GOAL:
Rescale the stretch of the listing between the lines holding "As a courtesy, could you identify the knee" and "[350,198,369,220]", inclusive, by writing those lines out again with the requests kept. Multiply every bounding-box coordinate by 1.05 and round each to a whole number, with halves rounding up.

Excerpts from a detection dataset
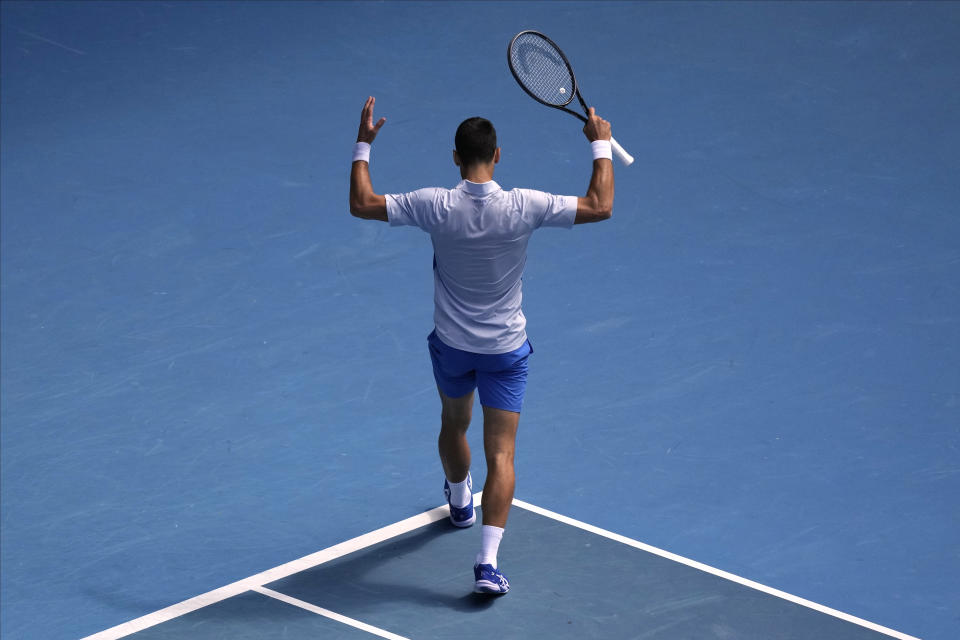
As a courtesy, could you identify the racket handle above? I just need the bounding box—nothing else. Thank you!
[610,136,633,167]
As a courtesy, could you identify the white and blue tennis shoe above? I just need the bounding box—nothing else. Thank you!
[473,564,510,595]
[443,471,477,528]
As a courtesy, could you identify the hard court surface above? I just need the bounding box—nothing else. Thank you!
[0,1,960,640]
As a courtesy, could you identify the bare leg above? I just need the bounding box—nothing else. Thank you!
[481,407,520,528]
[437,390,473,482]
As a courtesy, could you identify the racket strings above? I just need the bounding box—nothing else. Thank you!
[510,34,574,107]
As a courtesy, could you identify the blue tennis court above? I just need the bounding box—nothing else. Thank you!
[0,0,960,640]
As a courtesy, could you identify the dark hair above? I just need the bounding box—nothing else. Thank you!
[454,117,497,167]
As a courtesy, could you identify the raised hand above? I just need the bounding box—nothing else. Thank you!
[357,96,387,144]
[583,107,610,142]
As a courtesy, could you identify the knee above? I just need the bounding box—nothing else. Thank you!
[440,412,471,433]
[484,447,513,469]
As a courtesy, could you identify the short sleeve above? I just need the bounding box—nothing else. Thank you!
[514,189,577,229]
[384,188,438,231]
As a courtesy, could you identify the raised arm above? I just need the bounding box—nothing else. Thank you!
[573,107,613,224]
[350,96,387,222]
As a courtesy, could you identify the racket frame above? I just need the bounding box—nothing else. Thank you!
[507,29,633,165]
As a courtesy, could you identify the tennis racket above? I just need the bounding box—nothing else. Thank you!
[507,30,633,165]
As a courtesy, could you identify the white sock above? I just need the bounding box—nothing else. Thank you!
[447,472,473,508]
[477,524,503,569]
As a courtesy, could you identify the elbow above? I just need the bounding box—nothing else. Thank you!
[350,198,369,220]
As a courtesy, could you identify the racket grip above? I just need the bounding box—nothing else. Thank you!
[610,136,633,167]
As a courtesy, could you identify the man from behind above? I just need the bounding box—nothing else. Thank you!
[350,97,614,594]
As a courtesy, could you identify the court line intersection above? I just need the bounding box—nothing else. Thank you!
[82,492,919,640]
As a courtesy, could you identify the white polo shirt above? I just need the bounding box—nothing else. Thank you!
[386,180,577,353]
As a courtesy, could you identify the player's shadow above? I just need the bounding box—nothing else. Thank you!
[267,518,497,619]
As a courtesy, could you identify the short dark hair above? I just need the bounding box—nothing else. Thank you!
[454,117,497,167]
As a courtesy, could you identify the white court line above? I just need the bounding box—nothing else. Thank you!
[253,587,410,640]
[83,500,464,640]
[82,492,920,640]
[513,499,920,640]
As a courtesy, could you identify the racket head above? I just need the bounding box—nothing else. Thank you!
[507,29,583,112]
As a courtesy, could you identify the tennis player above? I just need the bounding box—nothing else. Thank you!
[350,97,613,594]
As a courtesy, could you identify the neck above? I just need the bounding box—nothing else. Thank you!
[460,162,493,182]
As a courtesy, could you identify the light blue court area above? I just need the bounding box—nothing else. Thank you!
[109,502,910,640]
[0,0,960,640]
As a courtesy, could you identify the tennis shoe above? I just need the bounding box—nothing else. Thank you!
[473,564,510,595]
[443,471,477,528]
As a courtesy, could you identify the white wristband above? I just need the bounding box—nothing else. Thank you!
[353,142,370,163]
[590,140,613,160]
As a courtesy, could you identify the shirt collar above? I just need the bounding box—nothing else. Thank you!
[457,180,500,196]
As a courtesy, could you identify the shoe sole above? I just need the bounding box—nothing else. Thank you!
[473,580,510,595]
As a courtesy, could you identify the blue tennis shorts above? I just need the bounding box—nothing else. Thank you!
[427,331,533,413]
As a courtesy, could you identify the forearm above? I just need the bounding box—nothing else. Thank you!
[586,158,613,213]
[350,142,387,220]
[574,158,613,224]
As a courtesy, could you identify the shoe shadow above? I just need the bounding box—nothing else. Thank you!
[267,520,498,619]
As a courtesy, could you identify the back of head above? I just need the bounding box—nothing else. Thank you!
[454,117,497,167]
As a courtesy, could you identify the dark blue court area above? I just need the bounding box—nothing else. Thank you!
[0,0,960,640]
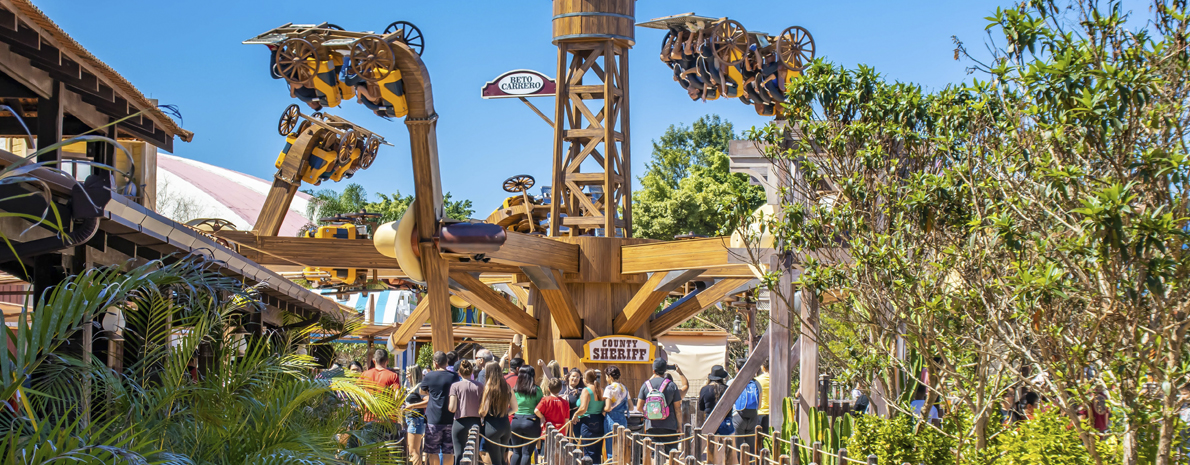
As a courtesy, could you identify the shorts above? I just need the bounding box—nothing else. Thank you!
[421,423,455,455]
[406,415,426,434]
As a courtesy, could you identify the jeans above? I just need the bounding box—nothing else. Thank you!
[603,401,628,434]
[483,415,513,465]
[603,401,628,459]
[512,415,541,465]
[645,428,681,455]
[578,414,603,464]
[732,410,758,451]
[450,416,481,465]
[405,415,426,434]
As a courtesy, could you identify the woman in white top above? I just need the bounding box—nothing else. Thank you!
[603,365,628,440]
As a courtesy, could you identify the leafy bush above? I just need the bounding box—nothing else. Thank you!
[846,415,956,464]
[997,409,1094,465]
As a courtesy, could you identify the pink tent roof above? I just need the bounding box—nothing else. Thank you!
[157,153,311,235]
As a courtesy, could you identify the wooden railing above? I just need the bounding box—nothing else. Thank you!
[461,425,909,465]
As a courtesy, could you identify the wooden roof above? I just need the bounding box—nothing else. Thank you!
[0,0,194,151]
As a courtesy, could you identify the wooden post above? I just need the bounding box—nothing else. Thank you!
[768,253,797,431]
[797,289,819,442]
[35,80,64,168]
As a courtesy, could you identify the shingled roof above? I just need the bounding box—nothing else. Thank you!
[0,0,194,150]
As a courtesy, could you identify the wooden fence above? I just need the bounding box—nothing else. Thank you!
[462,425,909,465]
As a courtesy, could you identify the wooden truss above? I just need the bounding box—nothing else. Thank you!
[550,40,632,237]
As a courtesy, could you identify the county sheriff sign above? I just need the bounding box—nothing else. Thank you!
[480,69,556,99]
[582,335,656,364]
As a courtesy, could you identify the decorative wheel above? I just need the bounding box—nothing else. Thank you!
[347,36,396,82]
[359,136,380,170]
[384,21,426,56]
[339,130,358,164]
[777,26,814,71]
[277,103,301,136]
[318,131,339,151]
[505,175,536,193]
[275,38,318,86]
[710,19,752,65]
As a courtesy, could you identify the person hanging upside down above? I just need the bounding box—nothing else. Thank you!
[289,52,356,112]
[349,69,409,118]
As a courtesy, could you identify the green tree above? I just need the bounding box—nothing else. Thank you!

...

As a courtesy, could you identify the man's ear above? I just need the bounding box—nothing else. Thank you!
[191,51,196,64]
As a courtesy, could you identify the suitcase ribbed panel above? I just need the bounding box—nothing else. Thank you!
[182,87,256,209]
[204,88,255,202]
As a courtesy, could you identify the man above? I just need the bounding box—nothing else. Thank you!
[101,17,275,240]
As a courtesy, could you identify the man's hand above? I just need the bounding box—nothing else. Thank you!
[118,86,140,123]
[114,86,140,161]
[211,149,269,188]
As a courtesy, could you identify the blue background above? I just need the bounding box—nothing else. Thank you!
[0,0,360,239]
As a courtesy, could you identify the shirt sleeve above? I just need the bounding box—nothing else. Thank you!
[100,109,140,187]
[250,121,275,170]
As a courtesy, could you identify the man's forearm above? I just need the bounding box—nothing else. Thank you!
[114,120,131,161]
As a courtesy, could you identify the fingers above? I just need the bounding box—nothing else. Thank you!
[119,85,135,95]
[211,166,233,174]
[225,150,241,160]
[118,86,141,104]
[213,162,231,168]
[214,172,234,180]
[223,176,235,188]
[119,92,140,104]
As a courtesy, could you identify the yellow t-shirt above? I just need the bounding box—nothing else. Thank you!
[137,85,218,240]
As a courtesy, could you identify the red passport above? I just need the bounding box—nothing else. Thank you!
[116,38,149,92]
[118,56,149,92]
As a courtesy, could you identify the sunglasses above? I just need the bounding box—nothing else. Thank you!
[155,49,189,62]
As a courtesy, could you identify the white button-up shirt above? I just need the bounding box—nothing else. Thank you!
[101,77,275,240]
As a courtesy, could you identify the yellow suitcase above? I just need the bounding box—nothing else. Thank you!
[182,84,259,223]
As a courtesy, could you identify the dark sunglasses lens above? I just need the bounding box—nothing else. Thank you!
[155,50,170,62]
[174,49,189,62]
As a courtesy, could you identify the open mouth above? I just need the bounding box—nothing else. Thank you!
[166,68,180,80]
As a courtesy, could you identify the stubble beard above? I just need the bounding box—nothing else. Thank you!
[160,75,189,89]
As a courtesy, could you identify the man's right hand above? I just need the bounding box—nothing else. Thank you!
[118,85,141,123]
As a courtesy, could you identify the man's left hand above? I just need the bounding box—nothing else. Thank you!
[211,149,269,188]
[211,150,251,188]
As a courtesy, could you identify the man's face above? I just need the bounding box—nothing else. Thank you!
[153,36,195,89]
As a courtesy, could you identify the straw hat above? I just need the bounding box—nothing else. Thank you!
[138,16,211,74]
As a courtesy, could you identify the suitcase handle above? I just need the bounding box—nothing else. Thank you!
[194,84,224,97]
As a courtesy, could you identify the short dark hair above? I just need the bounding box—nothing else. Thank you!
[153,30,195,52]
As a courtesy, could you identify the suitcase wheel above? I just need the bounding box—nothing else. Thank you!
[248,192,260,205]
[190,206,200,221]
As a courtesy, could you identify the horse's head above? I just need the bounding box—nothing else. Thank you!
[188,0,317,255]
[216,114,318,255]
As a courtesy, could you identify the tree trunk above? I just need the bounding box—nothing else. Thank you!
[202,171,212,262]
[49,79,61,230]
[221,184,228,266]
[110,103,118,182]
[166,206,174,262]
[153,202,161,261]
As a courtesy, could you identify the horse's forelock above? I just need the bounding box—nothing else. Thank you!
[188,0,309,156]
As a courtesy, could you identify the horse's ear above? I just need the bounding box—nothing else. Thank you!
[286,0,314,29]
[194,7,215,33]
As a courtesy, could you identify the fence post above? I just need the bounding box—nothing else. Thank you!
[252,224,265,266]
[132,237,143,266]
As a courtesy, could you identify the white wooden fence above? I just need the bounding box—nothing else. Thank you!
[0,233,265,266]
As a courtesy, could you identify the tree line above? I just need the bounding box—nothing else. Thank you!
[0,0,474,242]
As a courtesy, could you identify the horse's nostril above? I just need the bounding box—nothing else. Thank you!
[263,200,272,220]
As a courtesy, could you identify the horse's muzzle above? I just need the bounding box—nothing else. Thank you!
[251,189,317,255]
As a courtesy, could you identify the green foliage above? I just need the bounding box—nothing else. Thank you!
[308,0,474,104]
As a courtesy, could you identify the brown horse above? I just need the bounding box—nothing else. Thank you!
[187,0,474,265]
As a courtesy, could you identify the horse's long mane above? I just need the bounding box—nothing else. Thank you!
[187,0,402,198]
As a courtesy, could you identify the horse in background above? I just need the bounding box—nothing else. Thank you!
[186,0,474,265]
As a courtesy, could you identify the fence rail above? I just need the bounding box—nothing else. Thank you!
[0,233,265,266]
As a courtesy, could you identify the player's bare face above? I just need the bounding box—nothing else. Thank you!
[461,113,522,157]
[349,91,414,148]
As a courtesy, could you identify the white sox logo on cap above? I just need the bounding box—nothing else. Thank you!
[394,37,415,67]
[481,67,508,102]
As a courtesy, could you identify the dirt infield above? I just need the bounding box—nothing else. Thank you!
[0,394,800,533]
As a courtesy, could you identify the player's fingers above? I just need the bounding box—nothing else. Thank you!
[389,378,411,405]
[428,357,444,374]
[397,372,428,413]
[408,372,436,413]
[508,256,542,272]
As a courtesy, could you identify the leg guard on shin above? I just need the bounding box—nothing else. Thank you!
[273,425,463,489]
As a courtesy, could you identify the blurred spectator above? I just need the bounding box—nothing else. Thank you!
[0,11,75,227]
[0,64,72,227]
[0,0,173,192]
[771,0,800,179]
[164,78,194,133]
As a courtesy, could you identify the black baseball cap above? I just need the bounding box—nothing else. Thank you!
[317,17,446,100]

COMPLETED EXERCISE:
As a courtesy, could you identify the knee above? I just need the bounding box—nothing else. Thank you!
[462,433,495,455]
[508,469,539,492]
As a courtesy, could you identify the short sleeve above? I just need the bounding box—nothing else. Thank you!
[540,198,606,240]
[403,197,460,243]
As a courtesy, could you identify the raised arm above? I just need the bounding box—nothing else. Thank you!
[602,112,644,235]
[368,101,406,233]
As a courtesy, could you identify the racket frame above? I just need the bounding box—nothing else. Thank you!
[532,30,665,173]
As a courtesy, could you identify the tennis racket above? I just need the bounding box—nothing else. Thank you!
[532,32,665,173]
As a courtesy, could you identify the white sock above? I just need the bounding box—nothing else. Thank you!
[469,496,497,533]
[501,550,528,597]
As a courtesy, could you identify the elbow above? I just need the bounding box—nothing else. Thank you!
[368,208,387,231]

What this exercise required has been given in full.